Tarefas do exercício:
a – Reproduza fielmente a parte do texto sobre o álbum Olho furta-cor que começa em "Eu sou o mal" e segue até "e Bento Mello).".
b – Dê continuidade ao texto sobre o álbum Olho furta-cor, dos Titãs, a partir do ponto em que ele termina.

Trecho de origem:
A preocupação de fazer um rock “brasileiro” levou o grupo a abrir o disco com canto ritualístico do povo indígena Xingu. Turbinado com riff de guitarra e o peso de bateria bem marcada, esse canto – ouvido nas vozes de crianças arregimentadas no paulista Instituto Anelo – gerou Apocalipse só (Sergio Britto e Tony Bellotto), faixa que abre Olho furta-cor sem o impacto da introdução do álbum Õ blésq blom (1989) – outro título emblemático da discografia da banda – com o casal de repentistas Mauro e Quitéria.
Banda Titãs reúne 14 músicas inéditas no repertório essencialmente autoral do álbum ‘Olho furta-cor’
Tony Santos / Divulgação
Como é bom ser simples e poder apresentar fluente balada-rock como Um mundo (Sergio Britto e Tony Bellotto) sobre a polarização que, além da política, asfixia também as relações humanas. “Temos nada em comum / Só certeza de tudo”, sublinha ironicamente Bellotto no refrão.
Há também salutar simplicidade na balada Papai e mamãe, composta por Sergio Britto com o olhar da filha adolescente. Já o flerte pretensamente modernista com a poesia concreta de Haroldo de Campos (1929 – 2003), cujo poema São Paulo gerou duas faixas, soa meio fora da ordem em São Paulo 3 (Sergio Britto sobre o poema de Haroldo de Campos).
Eu sou o mal (Tony Bellotto) se vale do peso do hard rock para propagar o perfil de malvado que, contrariando a virulência punk entranhada na faixa, parece saído do universo lúdico da Jovem Guarda, em cujo mundo também caberia o humor do boogie rock’n’roll Eu sou o melhor amigo do cão (Tony Bellottto e Bento Mello).

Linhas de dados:
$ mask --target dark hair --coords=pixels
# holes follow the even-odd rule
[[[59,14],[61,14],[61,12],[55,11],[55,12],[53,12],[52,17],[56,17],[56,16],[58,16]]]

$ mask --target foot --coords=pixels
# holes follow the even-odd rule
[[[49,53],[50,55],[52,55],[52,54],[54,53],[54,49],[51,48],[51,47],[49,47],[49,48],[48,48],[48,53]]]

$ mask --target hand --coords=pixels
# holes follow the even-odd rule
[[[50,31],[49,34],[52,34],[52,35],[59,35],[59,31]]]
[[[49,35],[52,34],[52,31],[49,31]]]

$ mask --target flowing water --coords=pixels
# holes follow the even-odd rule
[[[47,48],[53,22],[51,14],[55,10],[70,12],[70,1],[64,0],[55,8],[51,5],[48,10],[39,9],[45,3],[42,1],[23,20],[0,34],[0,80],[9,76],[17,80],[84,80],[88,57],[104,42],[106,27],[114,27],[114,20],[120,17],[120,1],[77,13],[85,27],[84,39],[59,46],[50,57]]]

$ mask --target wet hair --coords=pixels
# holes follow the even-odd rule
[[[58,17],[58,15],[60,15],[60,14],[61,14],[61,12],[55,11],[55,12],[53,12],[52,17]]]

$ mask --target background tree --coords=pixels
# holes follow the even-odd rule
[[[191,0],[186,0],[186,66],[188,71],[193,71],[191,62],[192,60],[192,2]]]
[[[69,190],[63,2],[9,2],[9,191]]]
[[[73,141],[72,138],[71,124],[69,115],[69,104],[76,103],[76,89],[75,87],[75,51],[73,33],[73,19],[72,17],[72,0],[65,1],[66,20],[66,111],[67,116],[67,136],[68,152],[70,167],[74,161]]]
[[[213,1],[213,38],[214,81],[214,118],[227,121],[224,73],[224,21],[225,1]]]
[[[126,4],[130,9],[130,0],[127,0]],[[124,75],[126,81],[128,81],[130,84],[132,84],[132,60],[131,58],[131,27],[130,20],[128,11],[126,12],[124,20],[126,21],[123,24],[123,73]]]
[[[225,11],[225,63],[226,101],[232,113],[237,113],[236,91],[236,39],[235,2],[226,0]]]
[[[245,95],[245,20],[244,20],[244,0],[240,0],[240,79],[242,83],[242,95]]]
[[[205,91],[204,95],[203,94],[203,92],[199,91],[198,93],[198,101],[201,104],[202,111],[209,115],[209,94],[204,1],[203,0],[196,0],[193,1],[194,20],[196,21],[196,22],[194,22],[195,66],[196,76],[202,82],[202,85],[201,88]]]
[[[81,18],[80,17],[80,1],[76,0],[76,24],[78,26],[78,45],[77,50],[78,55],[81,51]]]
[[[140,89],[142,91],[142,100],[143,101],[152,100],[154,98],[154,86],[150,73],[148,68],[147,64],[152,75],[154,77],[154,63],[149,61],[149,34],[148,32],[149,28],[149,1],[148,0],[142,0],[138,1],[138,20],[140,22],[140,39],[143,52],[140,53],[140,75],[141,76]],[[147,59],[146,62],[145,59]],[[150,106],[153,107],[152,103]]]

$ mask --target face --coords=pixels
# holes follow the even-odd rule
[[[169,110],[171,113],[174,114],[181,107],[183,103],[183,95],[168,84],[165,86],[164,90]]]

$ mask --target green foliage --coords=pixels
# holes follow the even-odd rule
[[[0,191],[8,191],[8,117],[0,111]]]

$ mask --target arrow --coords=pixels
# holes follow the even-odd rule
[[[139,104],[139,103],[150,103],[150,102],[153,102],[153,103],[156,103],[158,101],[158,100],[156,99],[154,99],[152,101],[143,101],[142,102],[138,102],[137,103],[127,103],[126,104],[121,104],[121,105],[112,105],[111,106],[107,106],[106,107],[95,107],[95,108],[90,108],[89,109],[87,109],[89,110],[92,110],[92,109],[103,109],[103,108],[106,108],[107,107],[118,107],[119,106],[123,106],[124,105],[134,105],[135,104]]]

Respostas dadas:
a –
Eu sou o mal (Tony Bellotto) se vale do peso do hard rock para propagar o perfil de malvado que, contrariando a virulência punk entranhada na faixa, parece saído do universo lúdico da Jovem Guarda, em cujo mundo também caberia o humor do boogie rock’n’roll Eu sou o melhor amigo do cão (Tony Bellottto e Bento Mello).

b –
As flores também parecem de plástico quando Sergio Britto tenta emular códigos do cancioneiro latino-americano na levada folklórica da música em espanhol Los galletas. Já Raul (Sergio Britto) desce bem ao exaltar a cultura nordestina, esboçando a pisada do baião antes de cair em hardcore que parece reproduzir o som da banda Raimundos nos anos 1990. Sim, a faixa está mais para Raimundos do que para Raul Seixas (1945 – 1989).
Mais opaca, a balada Preciso falar (Tony Bellotto) versa sobre relacionamento entre homens, mas parece ter entrado no disco somente para situar o álbum Olho furta-cor na pauta da atualidade.
Ao fim, os rocks Miss Brasil 200 (Mário Fabre) – perfil que combina as cores vivas com os tons desbotados do país no bicentenário da Independência – e São Paulo 1 (Sergio Britto sobre poema de Haroldo de Campos) reanimam o espírito roqueiro do disco gravado com produção musical de Rick Bonadio e Sergio Fouad.
Enfim, qualquer olhar minimamente justo sobre o 17º álbum de estúdio dos Titãs tem que levar em consideração o passado glorioso da banda, para evitar a condescendência, mas também o fato de que – sem Arnaldo Antunes, Charles Gavin, Marcelo Fromer (1961 – 2001), Nando Reis e Paulo Miklos – Branco Mello, Sergio Britto e Tony Belotto vem fazendo o que podem.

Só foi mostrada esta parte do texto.